# The exercise
Reproduce every line of the material below without changing anything, but leave the pictures out of your answer.

[Dataset rows showing where objects appear]
-------------------------
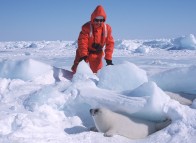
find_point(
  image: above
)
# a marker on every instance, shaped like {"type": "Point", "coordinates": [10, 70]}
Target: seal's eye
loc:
{"type": "Point", "coordinates": [96, 111]}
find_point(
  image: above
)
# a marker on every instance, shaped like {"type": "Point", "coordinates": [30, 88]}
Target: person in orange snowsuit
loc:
{"type": "Point", "coordinates": [94, 36]}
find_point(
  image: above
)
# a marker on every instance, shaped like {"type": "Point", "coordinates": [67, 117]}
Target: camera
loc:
{"type": "Point", "coordinates": [97, 46]}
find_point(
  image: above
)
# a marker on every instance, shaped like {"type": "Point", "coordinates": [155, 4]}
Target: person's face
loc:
{"type": "Point", "coordinates": [98, 22]}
-------------------------
# Response
find_point(
  image: above
)
# a marker on every instance, shaped like {"type": "Point", "coordinates": [10, 70]}
Target: seal's eye
loc:
{"type": "Point", "coordinates": [96, 111]}
find_point(
  image: above
)
# a marker on every instance, shaped like {"type": "Point", "coordinates": [30, 88]}
Target: person in orange snowsuit
loc:
{"type": "Point", "coordinates": [94, 36]}
find_point(
  image: above
)
# a marker on every instance, shaped like {"type": "Point", "coordinates": [67, 117]}
Target: camera
loc:
{"type": "Point", "coordinates": [97, 46]}
find_point(
  image: above
)
# a marker on every instance, shaped like {"type": "Point", "coordinates": [155, 4]}
Target: person's face
loc:
{"type": "Point", "coordinates": [98, 22]}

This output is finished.